Instructions for the task =
Copy out every line of the listing below word for word, changing nothing.

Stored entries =

# # # # #

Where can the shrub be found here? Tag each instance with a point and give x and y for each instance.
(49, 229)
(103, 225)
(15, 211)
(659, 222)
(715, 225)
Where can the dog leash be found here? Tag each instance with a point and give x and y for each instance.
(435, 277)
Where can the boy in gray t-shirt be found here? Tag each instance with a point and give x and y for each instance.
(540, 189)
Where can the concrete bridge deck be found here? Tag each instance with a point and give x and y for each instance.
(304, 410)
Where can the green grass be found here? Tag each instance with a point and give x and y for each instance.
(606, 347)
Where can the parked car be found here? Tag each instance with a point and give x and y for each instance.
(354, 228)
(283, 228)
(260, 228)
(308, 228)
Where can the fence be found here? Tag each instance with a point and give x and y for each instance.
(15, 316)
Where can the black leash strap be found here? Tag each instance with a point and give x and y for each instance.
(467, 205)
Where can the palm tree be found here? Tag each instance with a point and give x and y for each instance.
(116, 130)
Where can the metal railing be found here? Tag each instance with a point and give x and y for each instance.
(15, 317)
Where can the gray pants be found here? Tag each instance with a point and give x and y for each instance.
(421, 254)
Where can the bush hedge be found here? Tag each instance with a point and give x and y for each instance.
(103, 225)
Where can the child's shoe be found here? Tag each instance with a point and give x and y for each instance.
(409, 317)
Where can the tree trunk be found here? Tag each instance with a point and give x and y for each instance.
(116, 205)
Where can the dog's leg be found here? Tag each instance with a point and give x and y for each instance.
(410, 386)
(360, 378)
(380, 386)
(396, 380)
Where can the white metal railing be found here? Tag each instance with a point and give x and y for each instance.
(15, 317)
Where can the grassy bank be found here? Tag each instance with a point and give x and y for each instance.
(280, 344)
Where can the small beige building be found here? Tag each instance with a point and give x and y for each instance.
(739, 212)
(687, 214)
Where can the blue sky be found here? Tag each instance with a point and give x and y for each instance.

# # # # #

Output of the task =
Where can the shrub be found here? Tag each instance with a point and give x and y for each instance.
(49, 229)
(103, 225)
(15, 211)
(659, 222)
(715, 225)
Where can the dog leash be found here? Tag each instance with a point and give x and y for each instance.
(435, 277)
Where can the boy in gray t-shirt be found here? Tag each instance with a point and give x and y for each instance.
(540, 189)
Where can the concrete bridge deck be found here? Tag each instance with a point and give x and y for each instance.
(304, 410)
Where can the green grass be found here? Tag each instance with a point and give x and y for each instance.
(606, 347)
Where can the parked car be found here? Tag each instance with a point and give x and y for each instance.
(354, 228)
(283, 228)
(260, 228)
(308, 228)
Where can the fence be found here? Tag each instance with a point and give x and y for each instance.
(15, 316)
Where can the black leash strap be found here? Tag each instance with a point and give x and y for each instance.
(467, 205)
Where can the palm tree be found here? Tag each instance with a point and give x and y for each instance.
(116, 130)
Where can the metal railing be found here? Tag each instance with a point and give x and y for each instance.
(15, 317)
Where can the gray pants be found here? Tag each instance with a point and give x and y for each instance.
(421, 254)
Where can the bush hedge be found here? Tag each instance with a point and give x and y for each instance.
(103, 225)
Where can the child's shoe be found here? Tag each instance with a point and give x and y for each instance.
(409, 317)
Where can the tree trunk be found here? Tag each instance with a point and give x and y for each instance.
(116, 205)
Where can the dog's leg be found here? Tag each instance with a point and give x and y for each instance.
(410, 386)
(360, 378)
(380, 386)
(396, 380)
Where can the white metal railing be found here? Tag each instance with a point and give x and y for each instance.
(15, 317)
Where can the grassy bank be found here? Tag each instance with a point and give x and y for each instance.
(280, 344)
Where can the small beige building be found here? Tag each instance with a point and give x and y for each instance.
(739, 212)
(687, 214)
Where can the blue sky be found here? Tag each instance with a point and give x and y for each instance.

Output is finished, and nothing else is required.